## SCHRIFTLICHE AUFGABE 1:
Ändere die gesamte Auflistung, indem du „arched“ durch „curved“ ersetzt. Gib die Auflistung anschließend vollständig wieder und lass alles Übrige unverändert.

:: TEXTAUSZUG

Auch die von Katja Frixe übersetzte Fassung des Romans motiviert junge Leser*innen: Die kurzen Sätze sowie die alltagsnahe Sprache erleichtern das Textverständnis. 

Neben diesen Aspekten verweist der Roman im Sinne der Intertextualität immer wieder auf klassische Detektivromane und -filme, auf das Antike Rom oder auch auf die Kunstgeschichte. Der dadurch entstehende Witz erfreut vor allem erwachsene (Mit-)Leser*innen, kindliche Leser*innen erkennen diese Verweise vermutlich weniger. Das Verstehen der Handlung wird dadurch jedoch nicht eingeschränkt. Dezidierte Nicht-Leser*innen könnten dadurch möglicherweise abgeschreckt werden.  

Das Schriftbild wird durch großflächige Illustrationen aufgelockert. Die schwarz-weißen Bilder erinnern an den Stil der Comics, der in der zweiten Hälfte des 20. Jahrhunderts an Popularität gewann (z.B. Tim-und-Struppi-Comics). Vor allem die großen Illustrationen, die sich über eine ganze Seite erstrecken, laden aufgrund ihres Detailreichtums zum genauen Betrachten ein. Wenngleich sich Kinder sicherlich zunächst an den eher abstrakten Stil der Zeichnungen gewöhnen müssen, unterstützen die Bilder das Leseverständnis und sorgen für einen zusätzlichen Witz auf der Bildebene. Teil der Illustrationen ist schließlich der Pizza-Code (S. 190f.), durch den die Leser*innen die geheimen Botschaften auf den Pizzen selbst entschlüsseln und dem Verbrecher auf die Schliche kommen können.  

Zusammenfassend ist Mark Anchovi, Pizzadetektiv ein spannendes und witziges Detektivabenteuer, das erfahrenere Leser*innen ab zehn Jahren schnell in seinen Bann ziehen wird: Die witzigen Figuren, die Rätsel zum Mitraten, die ausgeklügelten Gadgets und die rasante Handlung machen den ersten Band der Detektivreihe zu einem echten Page-Turner.

::::
:: AUSGEWÄHLTE DATENSÄTZE

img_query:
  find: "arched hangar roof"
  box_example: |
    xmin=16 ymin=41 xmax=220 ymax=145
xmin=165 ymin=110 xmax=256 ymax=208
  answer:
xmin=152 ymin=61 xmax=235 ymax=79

::::

## SCHRIFTLICHE AUFGABE 2:
Schreibe aus der Rezension zum Pizzadetektiv alles von „Zusammenfassend ist Mark“ bis hin zu „einem echten Page-Turner.“ wortgetreu ab.

## RICHTIGE ANTWORT 1:
img_query:
  find: "curved hangar roof"
  box_example: |
    xmin=16 ymin=41 xmax=220 ymax=145
xmin=165 ymin=110 xmax=256 ymax=208
  answer:
xmin=152 ymin=61 xmax=235 ymax=79

## RICHTIGE ANTWORT 2:
Zusammenfassend ist Mark Anchovi, Pizzadetektiv ein spannendes und witziges Detektivabenteuer, das erfahrenere Leser*innen ab zehn Jahren schnell in seinen Bann ziehen wird: Die witzigen Figuren, die Rätsel zum Mitraten, die ausgeklügelten Gadgets und die rasante Handlung machen den ersten Band der Detektivreihe zu einem echten Page-Turner.